-- start PASSAGE GIVEN --

Musings (more like rambling thoughts) of a Cardiff based lawyer obsessed with food and wine
Most people when they think of tempranillo automatically default to the Rioja wine region in Spain and it is fair to say it remains a bastion of that grape and a stellar wine region (my first and enduring love, wine wise).
Tempranillo does, however, have a wider spread in Spain (and it is increasingly being grown outside of its Spanish heartlands – I even had one recently from Germany and pretty good it was too) and another areas of tempranillo greatness is the Spanish wine region of Ribera del Dueroo.
Despite having a seemingly equally long history of wine making as Rioja (going back to Roman times) and being home to one of Spain’s most prestigious winery, in the form of Vega Sicilia, the Ribera del Duero wine region was only official recognised with D.O. (Denominación de Origen) status in 1982.
Rioja, by contrast, gained its D.O. status in 1925 and was promoted to DOCa (Denominacíon de Origen Calificada) status in 1991 (Ribera del Duero has yet to be granted DOCa status).
In terms of putting the Ribera del Duero wine region on the map, few people have done more than Alejandro Fernández.

-- end PASSAGE GIVEN --

▸ **WHAT YOU SHOULD DO**
List every year written as a four-digit number in the blog post on tempranillo. The records that come next have no connection to the blog post on tempranillo.

-- start SUPPLIED MATERIAL --

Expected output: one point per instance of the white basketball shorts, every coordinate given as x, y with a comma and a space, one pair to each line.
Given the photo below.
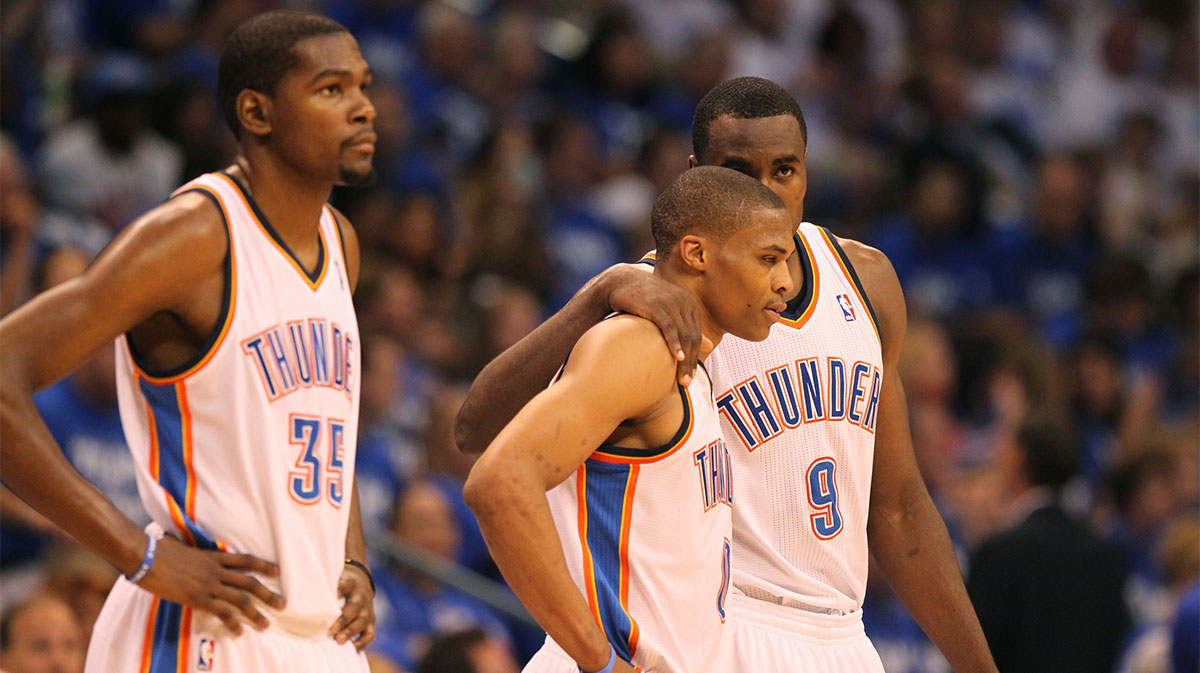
138, 632
773, 638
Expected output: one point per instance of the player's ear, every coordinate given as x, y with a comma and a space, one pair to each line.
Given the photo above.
255, 112
693, 251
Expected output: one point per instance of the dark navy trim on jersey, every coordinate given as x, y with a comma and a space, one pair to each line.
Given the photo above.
853, 275
312, 275
341, 239
653, 452
226, 302
165, 644
799, 304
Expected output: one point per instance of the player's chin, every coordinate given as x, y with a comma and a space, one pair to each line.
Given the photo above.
755, 330
359, 174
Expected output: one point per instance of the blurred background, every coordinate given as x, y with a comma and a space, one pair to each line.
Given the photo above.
1031, 168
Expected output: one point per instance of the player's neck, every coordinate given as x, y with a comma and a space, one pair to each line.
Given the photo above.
709, 331
292, 203
712, 336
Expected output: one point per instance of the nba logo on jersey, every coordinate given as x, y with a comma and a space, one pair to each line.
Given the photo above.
205, 661
847, 308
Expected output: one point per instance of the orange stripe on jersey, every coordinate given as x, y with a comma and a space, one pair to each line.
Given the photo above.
267, 233
185, 641
625, 520
589, 578
229, 311
797, 323
186, 427
148, 640
153, 427
850, 277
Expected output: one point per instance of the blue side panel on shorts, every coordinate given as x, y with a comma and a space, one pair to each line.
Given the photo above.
605, 493
165, 646
172, 466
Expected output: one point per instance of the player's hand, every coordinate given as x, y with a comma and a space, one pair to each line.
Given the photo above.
669, 306
215, 582
357, 622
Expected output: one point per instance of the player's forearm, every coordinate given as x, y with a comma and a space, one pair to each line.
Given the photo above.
915, 552
525, 370
520, 533
36, 470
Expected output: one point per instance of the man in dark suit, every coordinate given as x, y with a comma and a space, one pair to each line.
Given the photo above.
1049, 589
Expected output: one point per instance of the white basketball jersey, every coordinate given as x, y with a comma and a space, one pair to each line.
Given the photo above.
798, 412
646, 533
250, 448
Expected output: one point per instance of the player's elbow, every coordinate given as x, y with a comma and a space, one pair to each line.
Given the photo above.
466, 431
484, 490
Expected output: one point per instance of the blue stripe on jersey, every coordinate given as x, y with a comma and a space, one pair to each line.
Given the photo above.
165, 643
172, 466
605, 500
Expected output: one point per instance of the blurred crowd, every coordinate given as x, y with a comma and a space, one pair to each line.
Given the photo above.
1030, 167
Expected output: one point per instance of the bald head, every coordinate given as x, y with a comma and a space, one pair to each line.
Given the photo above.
709, 200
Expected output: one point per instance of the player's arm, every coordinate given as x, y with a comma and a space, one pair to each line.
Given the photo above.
905, 532
351, 246
357, 620
355, 586
621, 370
155, 265
519, 373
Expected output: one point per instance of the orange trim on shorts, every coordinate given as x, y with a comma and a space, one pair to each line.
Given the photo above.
148, 640
589, 578
324, 265
229, 311
623, 551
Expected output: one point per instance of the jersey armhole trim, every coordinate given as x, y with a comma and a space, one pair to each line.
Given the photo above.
341, 239
803, 305
612, 454
313, 277
849, 270
228, 304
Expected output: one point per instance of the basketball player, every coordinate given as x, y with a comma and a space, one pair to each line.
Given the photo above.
816, 421
238, 356
627, 558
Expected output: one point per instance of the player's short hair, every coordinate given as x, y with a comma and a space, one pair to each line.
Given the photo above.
261, 52
743, 97
707, 199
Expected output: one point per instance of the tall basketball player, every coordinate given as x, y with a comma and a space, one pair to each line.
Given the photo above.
627, 558
238, 356
815, 419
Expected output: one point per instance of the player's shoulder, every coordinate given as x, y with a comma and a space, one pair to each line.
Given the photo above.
349, 241
624, 347
875, 271
190, 224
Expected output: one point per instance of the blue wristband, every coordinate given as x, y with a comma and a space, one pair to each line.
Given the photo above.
147, 560
610, 666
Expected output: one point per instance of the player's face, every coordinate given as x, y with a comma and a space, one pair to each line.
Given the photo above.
322, 114
771, 150
747, 277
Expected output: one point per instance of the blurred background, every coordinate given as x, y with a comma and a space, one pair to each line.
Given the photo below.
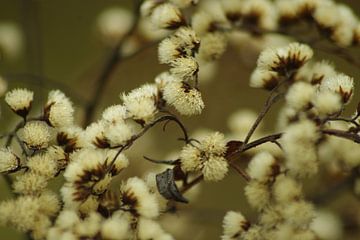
57, 45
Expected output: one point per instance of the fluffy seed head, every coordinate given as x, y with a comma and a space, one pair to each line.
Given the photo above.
141, 103
327, 103
214, 143
8, 161
115, 114
215, 168
213, 45
257, 194
59, 111
263, 167
341, 84
36, 135
260, 13
322, 70
286, 189
234, 224
167, 16
285, 60
19, 100
261, 78
299, 214
184, 98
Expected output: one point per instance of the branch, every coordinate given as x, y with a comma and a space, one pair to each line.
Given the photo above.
114, 58
272, 99
144, 130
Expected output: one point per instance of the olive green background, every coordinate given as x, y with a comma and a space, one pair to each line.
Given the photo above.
62, 46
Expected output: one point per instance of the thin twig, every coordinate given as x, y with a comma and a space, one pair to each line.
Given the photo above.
144, 130
114, 58
273, 98
240, 171
189, 185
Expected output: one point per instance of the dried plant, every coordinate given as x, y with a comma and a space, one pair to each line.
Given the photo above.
312, 138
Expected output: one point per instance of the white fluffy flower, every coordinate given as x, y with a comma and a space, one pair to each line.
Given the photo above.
257, 194
262, 167
8, 161
213, 45
19, 100
115, 114
327, 103
141, 103
184, 67
184, 3
184, 98
215, 168
263, 11
234, 223
3, 86
115, 228
183, 43
136, 196
207, 157
167, 16
299, 213
113, 23
36, 135
11, 40
59, 110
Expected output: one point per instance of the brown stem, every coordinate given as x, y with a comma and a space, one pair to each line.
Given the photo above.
273, 98
193, 182
144, 130
112, 61
240, 171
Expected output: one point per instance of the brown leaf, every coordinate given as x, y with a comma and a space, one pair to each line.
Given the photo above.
232, 147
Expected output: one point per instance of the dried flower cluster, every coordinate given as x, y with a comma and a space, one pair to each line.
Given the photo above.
312, 137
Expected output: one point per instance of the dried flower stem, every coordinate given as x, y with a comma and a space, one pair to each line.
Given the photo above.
114, 58
272, 99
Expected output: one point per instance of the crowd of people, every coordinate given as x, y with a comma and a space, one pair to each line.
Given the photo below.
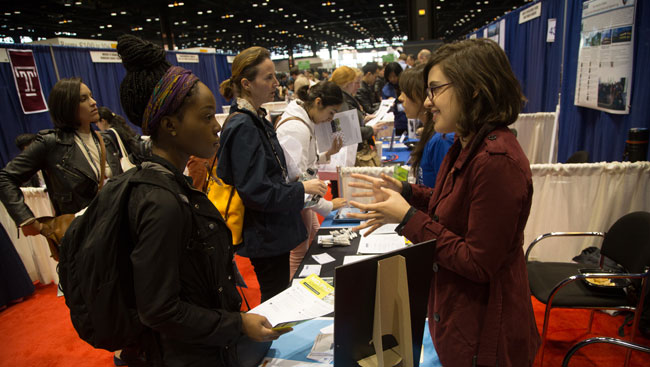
472, 194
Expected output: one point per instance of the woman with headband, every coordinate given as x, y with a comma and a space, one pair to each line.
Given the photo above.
251, 160
183, 259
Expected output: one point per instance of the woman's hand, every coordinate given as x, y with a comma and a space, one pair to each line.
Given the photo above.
32, 229
338, 203
391, 210
315, 187
375, 184
337, 144
389, 205
258, 328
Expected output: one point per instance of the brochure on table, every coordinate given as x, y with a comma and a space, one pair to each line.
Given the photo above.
301, 302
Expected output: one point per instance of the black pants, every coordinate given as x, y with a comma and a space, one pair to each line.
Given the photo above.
272, 274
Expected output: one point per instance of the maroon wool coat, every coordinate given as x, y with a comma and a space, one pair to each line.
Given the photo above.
480, 312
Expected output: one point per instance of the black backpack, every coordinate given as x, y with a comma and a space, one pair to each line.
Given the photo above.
95, 272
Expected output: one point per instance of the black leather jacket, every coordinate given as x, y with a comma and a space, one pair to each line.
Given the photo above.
69, 178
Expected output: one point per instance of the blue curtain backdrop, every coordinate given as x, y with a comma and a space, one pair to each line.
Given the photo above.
103, 79
14, 122
537, 65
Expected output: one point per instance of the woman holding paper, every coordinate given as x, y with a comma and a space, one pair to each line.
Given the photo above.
295, 129
480, 313
251, 159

-- end SUPPLIED MATERIAL --

▸ **RESULT**
1982, 1925, 1991